**Travail à faire:**
**a)** Dans l'entretien consacré au projet Azimuth, quel organisme a accordé une aide à la création en juin 2015 ?
**b)** Reprenez l'entretien consacré au projet Azimuth là où il s'interrompt et poursuivez-le.

**Extrait du texte:**
+--
Culture graphique

Azimuth, le projet cross-media d'Anthony Liefooghe

Anthony Liefooghe, vous êtes graphiste de métier, dans le domaine de l’édition print, pourquoi avez-vous souhaité suivre cette formation dans le domaine la publication digitale ?
Selon moi, la publication digitale est l’unique proposition d’évolution de l’édition traditionnelle. C’est l’idée que je soutiens auprès de mon entreprise. Il s’agira certainement de trouver la bonne narration et le support technologique le plus pertinent pour que ce modèle de lecture s’impose véritablement bientôt. C’est l’expérience utilisateur et la profondeur d’immersion qui feront toute la différence. On peut d’ores et déjà parcourir un récit numérique qui implique plus qu’un seul de nos sens activement (je pense à Phallaina de Marietta Ren, publié récemment). D’autres expériences sensorielles s’annoncent prochainement. Et plus tard, quel auteur voudrait se passer de ce niveau d’implication de ses lecteurs dans ce qu’il a écrit ?

Vous êtes en train de développer et construire Azimuth, un projet transmédia s’articulant autour d’un roman graphique, d’un court-métrage et d’une application. Pouvez-vous nous évoquer la genèse de votre projet et nous expliquer comment vous en êtes venu à une approche Transmédia ?
Azimuth est d’abord un court-métrage. Nous avons constitué une association de production, Les films du Vril, pour soutenir le projet, en janvier 2015. Mon co-réalisateur et moi avons obtenu une aide à la création de Pictanovo, fonds de soutien régional aux projets audiovisuels, en juin 2015. L’agence de production Canasucre et son équipe de techniciens nous ont rejoints ensuite et nous avons défini le casting dans la foulée. Les tournages continuent à l’heure actuelle, au moins jusqu’en mai 2016. La post-production se fait en parallèle. L’élaboration du conte digitale 8 – l’errance de Teufel me revient entièrement pour l’instant et j’avance sur chacun des aspects de celui-ci aussi vite que les plans du film se composent.

J’ai commencé par écrire un scénario de court-métrage et à dessiner un storyboard. Finalement, faire ça, c’est faire une bande-dessinée (avec d’autres contraintes de séquençage). Ensuite, avec la caméra, on projette simplement du mouvement et du son dans une image où le lecteur doit les imaginer d’habitude. Quelque part, la démarche est déjà transmédia. Les choses se sont montées comme ça pour moi au début. Chaque discipline approchée (illustration, scénario, storyboard, graphisme du projet, montage, histoire sonore) renvoyait à la suivante et puis à une autre. C’est le récit qui m’a imposé peu à peu sa forme multiple.
+--
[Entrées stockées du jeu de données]
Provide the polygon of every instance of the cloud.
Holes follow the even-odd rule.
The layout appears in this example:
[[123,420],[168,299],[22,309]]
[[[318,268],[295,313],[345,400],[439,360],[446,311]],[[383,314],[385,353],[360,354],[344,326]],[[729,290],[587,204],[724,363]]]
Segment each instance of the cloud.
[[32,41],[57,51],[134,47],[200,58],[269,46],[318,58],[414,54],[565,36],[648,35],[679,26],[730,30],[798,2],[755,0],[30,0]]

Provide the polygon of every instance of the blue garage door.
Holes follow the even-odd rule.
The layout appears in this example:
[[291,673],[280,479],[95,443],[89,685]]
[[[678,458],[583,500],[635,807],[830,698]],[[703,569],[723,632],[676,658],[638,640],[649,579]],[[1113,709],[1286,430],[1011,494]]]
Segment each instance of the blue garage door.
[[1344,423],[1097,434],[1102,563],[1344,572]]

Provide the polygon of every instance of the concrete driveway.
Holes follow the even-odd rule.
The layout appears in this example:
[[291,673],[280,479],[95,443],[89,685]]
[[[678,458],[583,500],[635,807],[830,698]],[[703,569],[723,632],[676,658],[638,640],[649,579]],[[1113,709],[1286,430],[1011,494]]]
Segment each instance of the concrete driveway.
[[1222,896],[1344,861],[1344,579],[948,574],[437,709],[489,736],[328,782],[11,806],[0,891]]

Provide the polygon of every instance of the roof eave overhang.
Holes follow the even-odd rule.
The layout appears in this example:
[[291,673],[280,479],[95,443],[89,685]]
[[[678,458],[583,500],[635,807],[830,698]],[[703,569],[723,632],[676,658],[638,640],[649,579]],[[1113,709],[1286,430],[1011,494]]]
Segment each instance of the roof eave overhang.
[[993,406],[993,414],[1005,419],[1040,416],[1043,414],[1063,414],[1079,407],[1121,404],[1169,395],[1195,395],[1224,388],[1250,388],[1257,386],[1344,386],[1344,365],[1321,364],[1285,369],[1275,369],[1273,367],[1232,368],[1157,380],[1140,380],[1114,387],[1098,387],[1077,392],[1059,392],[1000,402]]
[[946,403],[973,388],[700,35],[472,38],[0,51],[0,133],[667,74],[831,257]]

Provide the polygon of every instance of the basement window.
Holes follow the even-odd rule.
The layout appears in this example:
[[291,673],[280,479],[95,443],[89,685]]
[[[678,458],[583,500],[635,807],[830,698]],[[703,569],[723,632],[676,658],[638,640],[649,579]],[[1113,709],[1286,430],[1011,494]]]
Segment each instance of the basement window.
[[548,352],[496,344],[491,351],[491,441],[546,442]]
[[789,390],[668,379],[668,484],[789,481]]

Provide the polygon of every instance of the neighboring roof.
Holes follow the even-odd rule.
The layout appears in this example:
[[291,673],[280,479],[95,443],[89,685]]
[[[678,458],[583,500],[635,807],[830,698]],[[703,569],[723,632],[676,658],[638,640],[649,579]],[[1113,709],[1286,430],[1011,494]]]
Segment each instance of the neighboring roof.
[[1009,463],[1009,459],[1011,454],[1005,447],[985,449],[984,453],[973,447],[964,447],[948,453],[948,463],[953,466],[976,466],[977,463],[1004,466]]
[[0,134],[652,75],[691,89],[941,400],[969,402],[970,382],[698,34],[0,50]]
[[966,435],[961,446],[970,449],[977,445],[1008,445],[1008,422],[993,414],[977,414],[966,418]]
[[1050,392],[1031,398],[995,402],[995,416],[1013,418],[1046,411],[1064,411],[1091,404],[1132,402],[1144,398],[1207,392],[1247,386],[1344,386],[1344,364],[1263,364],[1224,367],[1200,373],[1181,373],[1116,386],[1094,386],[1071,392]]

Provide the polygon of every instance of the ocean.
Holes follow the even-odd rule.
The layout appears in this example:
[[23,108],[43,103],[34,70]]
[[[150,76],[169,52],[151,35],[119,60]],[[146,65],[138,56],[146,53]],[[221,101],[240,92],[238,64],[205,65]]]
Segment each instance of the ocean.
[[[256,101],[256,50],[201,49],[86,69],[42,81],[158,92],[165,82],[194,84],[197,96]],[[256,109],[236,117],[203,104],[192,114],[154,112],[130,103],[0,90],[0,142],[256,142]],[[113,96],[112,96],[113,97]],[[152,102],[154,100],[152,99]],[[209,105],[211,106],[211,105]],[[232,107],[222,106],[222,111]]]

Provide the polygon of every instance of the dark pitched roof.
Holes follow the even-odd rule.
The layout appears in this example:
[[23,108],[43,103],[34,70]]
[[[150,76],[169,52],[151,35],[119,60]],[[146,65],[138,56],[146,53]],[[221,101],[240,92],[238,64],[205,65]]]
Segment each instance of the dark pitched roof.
+--
**Réponses rédigées:**
**a)** Pictanovo, le fonds de soutien régional aux projets audiovisuels.

**b)**
La particularité du transmédia (comme je l’ai comprise), c’est de consolider une histoire centrale avec d’autres récits complémentaires ou imbriquées,  jusqu’à obtenir un univers d’auteur cohérent. Je n’ai jamais eu, en y repensant autant de capacité, depuis que je travaille dans ces domaines, à accéder aux moyens techniques variés qui me permettent d’envisager un projet décliné de cette façon. En fait, j’ai toujours voulu faire ça et c’est enfin possible maintenant, techniquement et financièrement. Mais le fond du projet, c’est que je veux simplement partager ce que je raconte de la façon la plus immersive qui soit en mesurant les moyens qui me sont offerts. L’époque indique assez rapidement les principes du transmédia pour ce genre d’ouvrage.

Comment avez-vous avancé sur ce projet de création (étapes-clés), tout en apprenant des nouvelles technologies ?
Tout avance de front. Difficile de faire autrement : la publication digitale intègre des séquences du court-métrage, et le court-métrage intègrera des animations inspirées de la publication ainsi que certains plans qu’on retrouvera réinterprétés en illustration dans le roman graphique. Le plus dur, finalement, c’est d’adapter les technologies à ma façon de travailler. J’ai donc cherché un outil de publication digitale très particulier, qui n’imposerait pas de contraintes formelles ou structurelles à mes pages et qui serait adapté dans ses composants au roman graphique interactif comme je l’imagine. Je pense l’avoir trouvé durant la formation que j’ai suivie chez Pyramyd.

8screenshot1

Quelles méthodes, quel nouveau regard sur la création dans votre métier, la formation vous a-t-elle permis d’acquérir ? Qu’apporte la transformation digitale aux auteurs, mais aussi aux lecteurs ?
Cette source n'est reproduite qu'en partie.